Restate the data below word for word, omitting pictures.
START Data provided
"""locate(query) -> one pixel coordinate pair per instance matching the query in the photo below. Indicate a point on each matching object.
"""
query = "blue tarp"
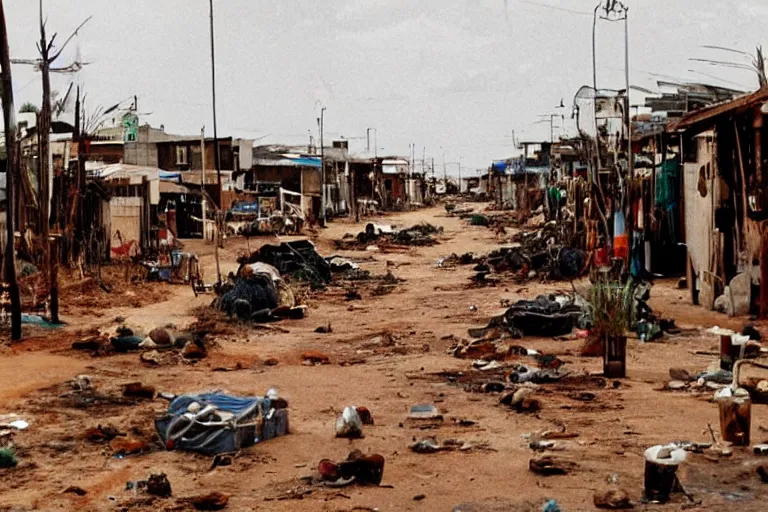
(212, 431)
(169, 176)
(246, 208)
(306, 161)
END Data provided
◆ Written solution:
"""locate(query) -> one pixel coordinate pair per instance matching the query in the photo below. Indicate a point on each matching object.
"""
query = "blue tarp"
(212, 431)
(169, 176)
(246, 208)
(306, 161)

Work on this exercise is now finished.